**Stated goal 1**: Using the section on object and ray exclusions, explain why accounting for the directional properties of objects in the ambient calculation is rarely needed.

───── Article

2.2. Object and ray exclusions

As already mentioned, the direct cache is a simplification which is not appropriate in certain exceptions, namely the cases where the 'directional characteristics' of objects are vital, which applies for highly specular objects or the BRDTfunc-materials. In most cases however, an additional specularity does not contribute significantly to the overall illumination (for the irradiance-calculation, all materials are replaced by pure lambertian reflectors anyway), so considering the directional properties of objects within the ambient calculation really is a rare case. In such a case, however, the only sensible treatment is to exclude the special object from the direct cache. This is done by means of special object flags. The integer arguments were chosen as a simple means to hand over these flags to the objects themselves. Setting the first integer argument to '1' will exclude this object from the direct cache and activate exact shadow testing for it. Consider the following example:

brdf_mat polygon tabletop
0
1 1
12 0.0 0.0 0.7
... ...

──────────

**Stated goal 2**: In the rows of labeled points, turn the stretch from the line containing "Please indicate the beetle's front" through the line containing "(1052, 307)" into a Markdown table with the columns n and Line, numbering each line and leaving out blank lines.

───── Dataset content

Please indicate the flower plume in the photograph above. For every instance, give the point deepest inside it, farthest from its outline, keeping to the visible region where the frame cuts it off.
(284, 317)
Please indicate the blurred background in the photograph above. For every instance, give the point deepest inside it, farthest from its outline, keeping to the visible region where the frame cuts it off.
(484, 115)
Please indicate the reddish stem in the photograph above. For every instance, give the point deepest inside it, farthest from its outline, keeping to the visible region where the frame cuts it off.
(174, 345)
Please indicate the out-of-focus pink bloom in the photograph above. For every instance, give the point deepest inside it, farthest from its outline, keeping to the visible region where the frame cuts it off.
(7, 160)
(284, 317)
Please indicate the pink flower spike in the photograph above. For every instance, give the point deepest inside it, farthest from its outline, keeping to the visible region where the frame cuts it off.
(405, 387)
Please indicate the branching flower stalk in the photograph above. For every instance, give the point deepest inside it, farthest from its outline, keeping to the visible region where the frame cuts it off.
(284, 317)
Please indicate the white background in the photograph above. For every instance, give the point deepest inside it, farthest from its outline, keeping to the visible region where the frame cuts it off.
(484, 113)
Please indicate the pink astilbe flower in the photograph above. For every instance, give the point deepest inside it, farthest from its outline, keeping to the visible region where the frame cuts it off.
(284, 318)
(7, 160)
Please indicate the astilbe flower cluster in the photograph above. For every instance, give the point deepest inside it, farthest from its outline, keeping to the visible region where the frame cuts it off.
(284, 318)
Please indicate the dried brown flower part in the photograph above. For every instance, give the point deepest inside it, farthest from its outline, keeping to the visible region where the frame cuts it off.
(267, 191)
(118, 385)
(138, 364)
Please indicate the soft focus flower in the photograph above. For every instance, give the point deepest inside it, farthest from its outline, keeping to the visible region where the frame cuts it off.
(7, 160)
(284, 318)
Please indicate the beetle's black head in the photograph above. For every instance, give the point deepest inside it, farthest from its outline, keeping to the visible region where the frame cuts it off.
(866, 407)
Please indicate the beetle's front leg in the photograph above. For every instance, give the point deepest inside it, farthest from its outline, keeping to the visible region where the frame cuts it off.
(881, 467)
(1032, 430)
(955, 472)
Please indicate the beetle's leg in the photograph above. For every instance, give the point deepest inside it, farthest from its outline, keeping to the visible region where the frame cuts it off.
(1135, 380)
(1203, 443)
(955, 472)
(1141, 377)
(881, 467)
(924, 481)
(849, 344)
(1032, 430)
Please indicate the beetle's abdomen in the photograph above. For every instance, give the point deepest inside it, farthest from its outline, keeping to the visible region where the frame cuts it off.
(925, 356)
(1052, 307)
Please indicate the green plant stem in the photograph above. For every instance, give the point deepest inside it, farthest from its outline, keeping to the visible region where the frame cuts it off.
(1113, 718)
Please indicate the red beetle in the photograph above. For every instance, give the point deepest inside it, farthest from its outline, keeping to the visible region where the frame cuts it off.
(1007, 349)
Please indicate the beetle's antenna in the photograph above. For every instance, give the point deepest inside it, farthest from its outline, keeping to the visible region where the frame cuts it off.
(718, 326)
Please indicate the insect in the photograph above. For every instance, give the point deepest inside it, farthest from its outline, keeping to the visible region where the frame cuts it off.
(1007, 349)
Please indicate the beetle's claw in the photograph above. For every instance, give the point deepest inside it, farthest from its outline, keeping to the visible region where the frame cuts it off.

──────────

**Exercise response 1**: In most cases, an additional specularity does not contribute significantly to the overall illumination. For the irradiance calculation, all materials are replaced by pure lambertian reflectors anyway.

**Exercise response 2**:
| n | Line |
|---|---|
| 1 | Please indicate the beetle's front leg in the photograph above. For every instance, give the point deepest inside it, farthest from its outline, keeping to the visible region where the frame cuts it off. |
| 2 | (881, 467) |
| 3 | (1032, 430) |
| 4 | (955, 472) |
| 5 | Please indicate the beetle's leg in the photograph above. For every instance, give the point deepest inside it, farthest from its outline, keeping to the visible region where the frame cuts it off. |
| 6 | (1135, 380) |
| 7 | (1203, 443) |
| 8 | (955, 472) |
| 9 | (1141, 377) |
| 10 | (881, 467) |
| 11 | (924, 481) |
| 12 | (849, 344) |
| 13 | (1032, 430) |
| 14 | Please indicate the beetle's abdomen in the photograph above. For every instance, give the point deepest inside it, farthest from its outline, keeping to the visible region where the frame cuts it off. |
| 15 | (925, 356) |
| 16 | (1052, 307) |